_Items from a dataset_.
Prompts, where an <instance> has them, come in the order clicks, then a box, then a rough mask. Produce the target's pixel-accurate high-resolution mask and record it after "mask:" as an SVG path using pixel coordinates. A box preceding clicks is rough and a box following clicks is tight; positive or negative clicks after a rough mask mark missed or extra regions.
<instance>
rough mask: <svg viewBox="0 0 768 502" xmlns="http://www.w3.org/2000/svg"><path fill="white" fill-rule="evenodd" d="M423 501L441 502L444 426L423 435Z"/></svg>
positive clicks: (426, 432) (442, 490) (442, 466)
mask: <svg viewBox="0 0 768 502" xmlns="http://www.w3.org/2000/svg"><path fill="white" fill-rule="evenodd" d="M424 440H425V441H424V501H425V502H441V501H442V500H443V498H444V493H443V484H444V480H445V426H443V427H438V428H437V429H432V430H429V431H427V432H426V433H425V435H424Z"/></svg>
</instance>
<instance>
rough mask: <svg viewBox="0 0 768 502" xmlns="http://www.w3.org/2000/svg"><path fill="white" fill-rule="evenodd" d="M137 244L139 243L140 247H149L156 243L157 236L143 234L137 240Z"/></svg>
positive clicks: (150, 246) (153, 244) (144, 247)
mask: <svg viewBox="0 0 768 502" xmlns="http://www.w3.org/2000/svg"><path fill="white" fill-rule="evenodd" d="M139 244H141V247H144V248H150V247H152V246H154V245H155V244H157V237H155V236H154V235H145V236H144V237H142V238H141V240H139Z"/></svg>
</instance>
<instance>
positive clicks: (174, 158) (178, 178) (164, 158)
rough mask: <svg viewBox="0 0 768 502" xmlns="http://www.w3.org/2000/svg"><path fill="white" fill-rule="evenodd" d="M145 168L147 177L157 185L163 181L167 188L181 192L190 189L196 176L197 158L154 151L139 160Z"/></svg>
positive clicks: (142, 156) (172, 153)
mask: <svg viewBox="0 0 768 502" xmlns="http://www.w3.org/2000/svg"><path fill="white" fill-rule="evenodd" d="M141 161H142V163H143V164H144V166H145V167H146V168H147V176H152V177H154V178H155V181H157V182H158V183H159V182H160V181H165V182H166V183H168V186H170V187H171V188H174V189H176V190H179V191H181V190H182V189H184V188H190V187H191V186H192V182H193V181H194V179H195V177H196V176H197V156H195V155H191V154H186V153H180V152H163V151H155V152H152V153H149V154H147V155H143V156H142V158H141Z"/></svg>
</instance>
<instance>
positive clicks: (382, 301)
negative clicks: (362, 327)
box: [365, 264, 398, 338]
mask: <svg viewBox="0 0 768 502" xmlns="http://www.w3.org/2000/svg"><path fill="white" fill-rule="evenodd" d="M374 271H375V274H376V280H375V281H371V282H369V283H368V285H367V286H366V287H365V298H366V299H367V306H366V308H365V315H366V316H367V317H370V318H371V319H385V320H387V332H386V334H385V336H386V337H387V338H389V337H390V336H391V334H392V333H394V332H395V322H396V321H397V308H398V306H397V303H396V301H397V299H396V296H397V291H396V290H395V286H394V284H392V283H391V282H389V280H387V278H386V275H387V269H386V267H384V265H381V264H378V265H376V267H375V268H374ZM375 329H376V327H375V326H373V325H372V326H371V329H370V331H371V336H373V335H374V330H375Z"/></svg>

_The task_.
State the number of lines above that hold the string "rough", with nothing added.

_Finished task_.
4